> **TASK INPUTS**:
##############################
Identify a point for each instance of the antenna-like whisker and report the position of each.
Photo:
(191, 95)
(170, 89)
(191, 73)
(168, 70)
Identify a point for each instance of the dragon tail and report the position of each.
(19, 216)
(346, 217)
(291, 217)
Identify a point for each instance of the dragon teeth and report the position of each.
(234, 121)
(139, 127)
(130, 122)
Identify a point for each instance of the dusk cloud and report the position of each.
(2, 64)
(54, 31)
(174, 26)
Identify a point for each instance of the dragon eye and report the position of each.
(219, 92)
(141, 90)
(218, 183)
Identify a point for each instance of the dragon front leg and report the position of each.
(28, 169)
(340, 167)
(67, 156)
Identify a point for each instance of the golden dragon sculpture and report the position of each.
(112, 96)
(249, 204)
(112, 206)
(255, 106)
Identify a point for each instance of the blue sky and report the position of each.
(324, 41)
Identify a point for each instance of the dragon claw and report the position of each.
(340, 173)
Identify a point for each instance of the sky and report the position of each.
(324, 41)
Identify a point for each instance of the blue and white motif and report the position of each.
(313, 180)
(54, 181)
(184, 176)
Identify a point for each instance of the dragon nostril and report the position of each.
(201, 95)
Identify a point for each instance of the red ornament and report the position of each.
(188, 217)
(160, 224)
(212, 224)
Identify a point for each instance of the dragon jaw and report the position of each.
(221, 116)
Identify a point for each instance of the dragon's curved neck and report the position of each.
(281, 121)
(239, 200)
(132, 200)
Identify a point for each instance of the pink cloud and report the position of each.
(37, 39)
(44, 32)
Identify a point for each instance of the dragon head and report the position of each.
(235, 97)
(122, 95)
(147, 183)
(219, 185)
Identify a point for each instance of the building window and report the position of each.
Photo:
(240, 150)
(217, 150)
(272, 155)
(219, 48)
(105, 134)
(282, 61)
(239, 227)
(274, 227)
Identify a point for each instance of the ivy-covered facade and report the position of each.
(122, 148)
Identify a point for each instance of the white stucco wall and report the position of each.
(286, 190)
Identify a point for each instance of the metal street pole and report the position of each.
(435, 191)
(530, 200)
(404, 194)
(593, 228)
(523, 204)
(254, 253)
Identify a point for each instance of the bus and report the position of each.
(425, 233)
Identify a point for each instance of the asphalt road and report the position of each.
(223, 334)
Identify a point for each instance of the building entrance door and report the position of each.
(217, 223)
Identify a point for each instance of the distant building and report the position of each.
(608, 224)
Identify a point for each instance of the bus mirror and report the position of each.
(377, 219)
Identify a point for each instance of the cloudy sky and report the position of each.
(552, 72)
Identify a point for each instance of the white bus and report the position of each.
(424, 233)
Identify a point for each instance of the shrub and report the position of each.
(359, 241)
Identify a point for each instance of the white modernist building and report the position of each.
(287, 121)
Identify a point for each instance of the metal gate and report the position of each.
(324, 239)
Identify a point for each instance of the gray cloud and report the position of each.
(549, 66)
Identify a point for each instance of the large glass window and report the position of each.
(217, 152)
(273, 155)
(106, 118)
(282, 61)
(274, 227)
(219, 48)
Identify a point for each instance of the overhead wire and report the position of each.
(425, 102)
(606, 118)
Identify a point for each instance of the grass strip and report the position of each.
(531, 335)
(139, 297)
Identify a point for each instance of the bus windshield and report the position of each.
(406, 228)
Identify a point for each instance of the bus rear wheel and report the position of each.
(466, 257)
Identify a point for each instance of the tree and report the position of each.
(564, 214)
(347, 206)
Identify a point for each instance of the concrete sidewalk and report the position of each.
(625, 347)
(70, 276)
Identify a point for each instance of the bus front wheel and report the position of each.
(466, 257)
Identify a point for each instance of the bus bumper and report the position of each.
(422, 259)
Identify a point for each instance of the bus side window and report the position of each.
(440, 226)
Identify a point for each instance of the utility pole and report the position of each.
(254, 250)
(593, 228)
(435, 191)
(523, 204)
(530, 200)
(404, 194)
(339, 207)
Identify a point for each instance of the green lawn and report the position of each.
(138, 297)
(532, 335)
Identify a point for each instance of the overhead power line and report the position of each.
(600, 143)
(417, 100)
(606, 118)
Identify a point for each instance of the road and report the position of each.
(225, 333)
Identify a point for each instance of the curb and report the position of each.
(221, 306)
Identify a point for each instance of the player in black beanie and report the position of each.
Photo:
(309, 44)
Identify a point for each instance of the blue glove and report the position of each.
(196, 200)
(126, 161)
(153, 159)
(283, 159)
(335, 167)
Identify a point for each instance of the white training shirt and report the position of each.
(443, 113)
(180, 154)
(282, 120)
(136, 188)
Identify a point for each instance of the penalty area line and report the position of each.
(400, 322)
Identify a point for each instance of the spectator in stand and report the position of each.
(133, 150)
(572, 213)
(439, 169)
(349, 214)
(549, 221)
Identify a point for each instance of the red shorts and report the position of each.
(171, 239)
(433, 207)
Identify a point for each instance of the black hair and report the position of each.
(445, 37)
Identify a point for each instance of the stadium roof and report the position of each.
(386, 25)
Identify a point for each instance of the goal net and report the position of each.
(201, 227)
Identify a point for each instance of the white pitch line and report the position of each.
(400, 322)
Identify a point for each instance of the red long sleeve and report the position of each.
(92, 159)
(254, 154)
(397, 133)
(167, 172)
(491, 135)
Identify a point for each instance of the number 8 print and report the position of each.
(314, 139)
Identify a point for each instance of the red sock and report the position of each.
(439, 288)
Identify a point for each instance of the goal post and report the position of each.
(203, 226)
##############################
> **TASK DIRECTIONS**: Rewrite all the records with "Identify" changed to "Locate" throughout. Leave everything else unchanged.

> **FINISHED ANSWER**:
Locate a point for each instance of the antenna-like whisker and report the position of each.
Photo:
(191, 95)
(170, 89)
(191, 73)
(168, 70)
Locate a point for each instance of the dragon tail and report the position of each.
(19, 216)
(346, 217)
(291, 217)
Locate a point for each instance of the dragon teeth and report the position of each.
(234, 121)
(139, 127)
(130, 122)
Locate a point for each instance of the dusk cloud and report the position of each.
(2, 64)
(54, 31)
(174, 26)
Locate a point for each instance of the dragon eye and report the position of each.
(219, 92)
(141, 90)
(218, 183)
Locate a point for each instance of the dragon front leg and report the position of each.
(28, 169)
(340, 167)
(67, 156)
Locate a point for each instance of the golden dragon sculpture and report the position of each.
(112, 96)
(249, 204)
(112, 206)
(255, 106)
Locate a point for each instance of the blue sky and report the position of each.
(324, 41)
Locate a point for each instance of the dragon claw and report the position of each.
(340, 173)
Locate a point for each instance of the sky and report the position of each.
(324, 41)
Locate a point for each instance of the blue and white motif and report the position of each.
(313, 180)
(54, 181)
(184, 176)
Locate a point for each instance of the dragon nostril and report the position of each.
(201, 95)
Locate a point for each instance of the red ornament and report the position of each.
(188, 217)
(160, 224)
(212, 224)
Locate a point for each instance of the dragon jaw and report the position of each.
(221, 116)
Locate a point for each instance of the dragon's curved neck and report the position of each.
(281, 121)
(239, 200)
(132, 200)
Locate a point for each instance of the pink cloud and report the position of each.
(37, 39)
(44, 32)
Locate a point for each instance of the dragon head and report the position of each.
(235, 97)
(122, 95)
(147, 183)
(219, 185)
Locate a point for each instance of the building window and report the position of each.
Photo:
(240, 150)
(217, 150)
(272, 155)
(219, 48)
(105, 134)
(282, 61)
(239, 227)
(274, 227)
Locate a point for each instance of the ivy-covered facade and report the position of each.
(122, 148)
Locate a point for each instance of the white stucco wall and report the position of each.
(286, 190)
Locate a point for each instance of the metal street pole and report the position of each.
(435, 191)
(530, 200)
(404, 194)
(593, 228)
(523, 204)
(254, 253)
Locate a point for each instance of the bus and report the position of each.
(425, 233)
Locate a point for each instance of the asphalt road and report the position of each.
(223, 334)
Locate a point for each instance of the building entrance door and report the position of each.
(217, 223)
Locate a point for each instance of the distant building and report the position of each.
(608, 224)
Locate a point for each instance of the bus mirror and report the position of each.
(377, 219)
Locate a point for each instance of the cloudy sky and report the position of each.
(552, 72)
Locate a point for each instance of the white bus and report the position of each.
(424, 233)
Locate a point for each instance of the shrub and report the position of each.
(359, 241)
Locate a point for each instance of the white modernist building and report the position of each.
(287, 121)
Locate a point for each instance of the metal gate and report the position of each.
(324, 239)
Locate a point for each instance of the gray cloud and report the position of each.
(549, 66)
Locate a point for each instance of the large glass window and report the position of each.
(217, 152)
(273, 155)
(106, 118)
(282, 61)
(274, 227)
(219, 48)
Locate a point for each instance of the overhead wire and report the position of each.
(425, 102)
(606, 118)
Locate a point for each instance of the grass strip and report the position of each.
(531, 335)
(139, 297)
Locate a point for each instance of the bus windshield and report the position of each.
(406, 228)
Locate a point for each instance of the bus rear wheel and report the position of each.
(466, 257)
Locate a point for each instance of the tree and report the position of each.
(564, 214)
(347, 206)
Locate a point for each instance of the concrete sidewalk and report the position of each.
(625, 347)
(70, 276)
Locate a point for each instance of the bus front wheel and report the position of each.
(466, 257)
Locate a point for each instance of the bus bumper and report the position of each.
(422, 259)
Locate a point for each instance of the bus side window and report the position of each.
(440, 226)
Locate a point for each instance of the utility pole and report the position of each.
(254, 250)
(593, 228)
(435, 191)
(523, 204)
(530, 200)
(404, 194)
(339, 207)
Locate a point for each instance of the green lawn and report the position of each.
(138, 297)
(532, 335)
Locate a point for each instance of the overhead power line and report the position of each.
(600, 143)
(417, 100)
(606, 118)
Locate a point for each instance of the road and report the position of each.
(225, 333)
Locate a point for each instance of the curb and report the position of each.
(221, 306)
Locate a point for each instance of the player in black beanie and report the position of each.
Photo:
(309, 44)
Locate a point for each instance of the blue glove and report the position of each.
(196, 200)
(126, 161)
(153, 159)
(283, 159)
(335, 167)
Locate a point for each instance of the white training shirt and report the position of each.
(443, 113)
(180, 154)
(282, 120)
(136, 188)
Locate a point for each instance of the penalty area line and report the position of each.
(400, 322)
Locate a point for each instance of the spectator in stand and report the position of each.
(133, 150)
(572, 213)
(439, 169)
(349, 214)
(549, 221)
Locate a point for each instance of the red shorts and report the position of each.
(171, 239)
(433, 207)
Locate a point for each instance of the black hair and report the position of each.
(445, 37)
Locate a point for each instance of the stadium roof and report the position of each.
(386, 25)
Locate a point for each instance of the goal net and report the position of each.
(201, 227)
Locate a point for each instance of the white pitch line and report the position of each.
(400, 322)
Locate a point for each instance of the red long sleeve and report the position of each.
(92, 159)
(254, 154)
(397, 133)
(167, 172)
(491, 135)
Locate a point for each instance of the number 8 print and report the position of each.
(314, 139)
Locate a point for each instance of the red sock and report the position of each.
(439, 288)
Locate a point for each instance of the goal post and report the position of each.
(203, 226)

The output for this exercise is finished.